DO THIS: From the rows below, extract every line that contains the string "elongated".

— START ENTRIES SHOWN —

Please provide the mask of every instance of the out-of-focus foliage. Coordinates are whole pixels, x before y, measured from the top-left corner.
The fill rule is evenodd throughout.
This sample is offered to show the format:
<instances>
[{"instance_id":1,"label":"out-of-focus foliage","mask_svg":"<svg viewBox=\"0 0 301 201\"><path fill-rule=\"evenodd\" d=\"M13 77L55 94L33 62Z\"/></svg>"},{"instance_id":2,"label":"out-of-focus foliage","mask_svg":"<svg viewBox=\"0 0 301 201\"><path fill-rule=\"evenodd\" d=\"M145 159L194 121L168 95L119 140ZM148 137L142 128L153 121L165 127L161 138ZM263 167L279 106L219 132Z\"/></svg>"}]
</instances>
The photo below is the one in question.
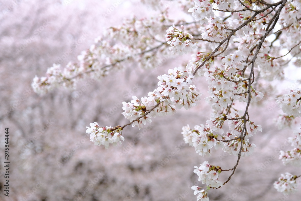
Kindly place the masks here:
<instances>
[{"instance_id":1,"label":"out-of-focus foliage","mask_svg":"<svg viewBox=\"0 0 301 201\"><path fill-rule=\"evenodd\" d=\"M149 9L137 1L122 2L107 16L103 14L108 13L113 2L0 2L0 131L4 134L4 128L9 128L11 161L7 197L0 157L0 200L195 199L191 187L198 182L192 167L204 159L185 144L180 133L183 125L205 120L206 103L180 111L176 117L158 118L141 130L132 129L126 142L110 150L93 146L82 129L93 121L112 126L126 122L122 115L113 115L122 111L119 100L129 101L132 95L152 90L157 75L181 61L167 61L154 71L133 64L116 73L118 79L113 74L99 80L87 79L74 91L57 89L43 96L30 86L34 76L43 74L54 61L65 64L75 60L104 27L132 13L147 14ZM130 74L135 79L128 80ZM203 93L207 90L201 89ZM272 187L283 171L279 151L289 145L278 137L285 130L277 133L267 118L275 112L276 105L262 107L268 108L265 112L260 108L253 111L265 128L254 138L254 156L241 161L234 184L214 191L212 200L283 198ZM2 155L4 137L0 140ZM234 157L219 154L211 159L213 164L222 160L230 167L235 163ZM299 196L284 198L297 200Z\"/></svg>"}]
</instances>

— END ENTRIES SHOWN —
— START ENTRIES SHOWN —

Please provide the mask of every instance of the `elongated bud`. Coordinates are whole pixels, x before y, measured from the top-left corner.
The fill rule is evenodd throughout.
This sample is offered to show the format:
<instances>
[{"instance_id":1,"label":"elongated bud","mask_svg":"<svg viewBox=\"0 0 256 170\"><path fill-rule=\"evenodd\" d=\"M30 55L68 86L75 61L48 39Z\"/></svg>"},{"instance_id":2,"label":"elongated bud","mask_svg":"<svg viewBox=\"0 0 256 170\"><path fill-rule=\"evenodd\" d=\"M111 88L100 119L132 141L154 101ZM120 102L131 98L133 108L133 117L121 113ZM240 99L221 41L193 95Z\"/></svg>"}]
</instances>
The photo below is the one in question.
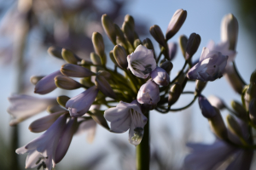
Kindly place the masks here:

— END ENTRIES SHOWN —
— START ENTRIES SHOWN —

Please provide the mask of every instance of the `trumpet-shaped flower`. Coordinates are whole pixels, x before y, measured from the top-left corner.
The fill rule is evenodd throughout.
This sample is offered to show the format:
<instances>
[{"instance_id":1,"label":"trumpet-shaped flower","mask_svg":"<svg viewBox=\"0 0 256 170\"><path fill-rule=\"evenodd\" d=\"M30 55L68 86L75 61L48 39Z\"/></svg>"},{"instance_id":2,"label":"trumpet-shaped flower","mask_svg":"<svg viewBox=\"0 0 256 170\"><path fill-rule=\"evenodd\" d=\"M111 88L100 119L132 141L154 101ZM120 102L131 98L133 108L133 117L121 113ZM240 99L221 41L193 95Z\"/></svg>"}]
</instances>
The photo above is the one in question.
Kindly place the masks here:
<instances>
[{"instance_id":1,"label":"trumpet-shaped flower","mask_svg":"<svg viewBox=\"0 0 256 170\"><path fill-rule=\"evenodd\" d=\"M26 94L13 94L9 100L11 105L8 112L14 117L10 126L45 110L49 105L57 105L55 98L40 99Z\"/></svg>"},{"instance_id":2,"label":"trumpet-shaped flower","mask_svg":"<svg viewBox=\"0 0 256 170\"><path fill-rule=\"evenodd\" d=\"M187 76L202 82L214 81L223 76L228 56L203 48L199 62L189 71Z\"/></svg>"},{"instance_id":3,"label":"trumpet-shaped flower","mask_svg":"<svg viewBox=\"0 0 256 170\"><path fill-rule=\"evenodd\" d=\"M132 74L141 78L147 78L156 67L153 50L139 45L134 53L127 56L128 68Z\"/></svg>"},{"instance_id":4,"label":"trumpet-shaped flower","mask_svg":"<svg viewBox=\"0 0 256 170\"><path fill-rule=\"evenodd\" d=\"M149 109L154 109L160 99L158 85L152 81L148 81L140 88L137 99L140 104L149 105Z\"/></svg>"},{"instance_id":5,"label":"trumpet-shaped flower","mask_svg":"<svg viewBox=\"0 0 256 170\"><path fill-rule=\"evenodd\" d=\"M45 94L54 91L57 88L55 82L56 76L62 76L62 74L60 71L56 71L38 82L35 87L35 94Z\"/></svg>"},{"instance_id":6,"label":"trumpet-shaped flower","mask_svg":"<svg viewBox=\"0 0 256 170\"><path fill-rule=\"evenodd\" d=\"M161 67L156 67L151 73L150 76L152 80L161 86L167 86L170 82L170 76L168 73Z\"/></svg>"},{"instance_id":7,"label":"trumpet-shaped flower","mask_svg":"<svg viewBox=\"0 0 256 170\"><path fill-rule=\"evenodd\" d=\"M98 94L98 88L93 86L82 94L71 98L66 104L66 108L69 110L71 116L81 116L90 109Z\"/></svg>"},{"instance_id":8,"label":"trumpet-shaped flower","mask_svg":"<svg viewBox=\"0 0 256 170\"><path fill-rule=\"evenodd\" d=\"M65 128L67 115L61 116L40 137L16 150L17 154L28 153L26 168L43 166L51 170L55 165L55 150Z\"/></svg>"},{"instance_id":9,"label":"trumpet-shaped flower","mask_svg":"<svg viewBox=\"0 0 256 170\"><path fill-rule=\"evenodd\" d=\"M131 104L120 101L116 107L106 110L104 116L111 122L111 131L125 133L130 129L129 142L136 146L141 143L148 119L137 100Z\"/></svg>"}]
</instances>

— END ENTRIES SHOWN —

EXERCISE ANSWER:
Please provide the mask of every instance of the `elongated bud`. Coordinates are whole pixels, x before y, measured from the top-left corner.
[{"instance_id":1,"label":"elongated bud","mask_svg":"<svg viewBox=\"0 0 256 170\"><path fill-rule=\"evenodd\" d=\"M30 55L68 86L75 61L48 39Z\"/></svg>"},{"instance_id":2,"label":"elongated bud","mask_svg":"<svg viewBox=\"0 0 256 170\"><path fill-rule=\"evenodd\" d=\"M111 88L100 119L132 141L154 101ZM120 102L131 98L133 108L133 117L121 113ZM240 99L221 41L193 95Z\"/></svg>"}]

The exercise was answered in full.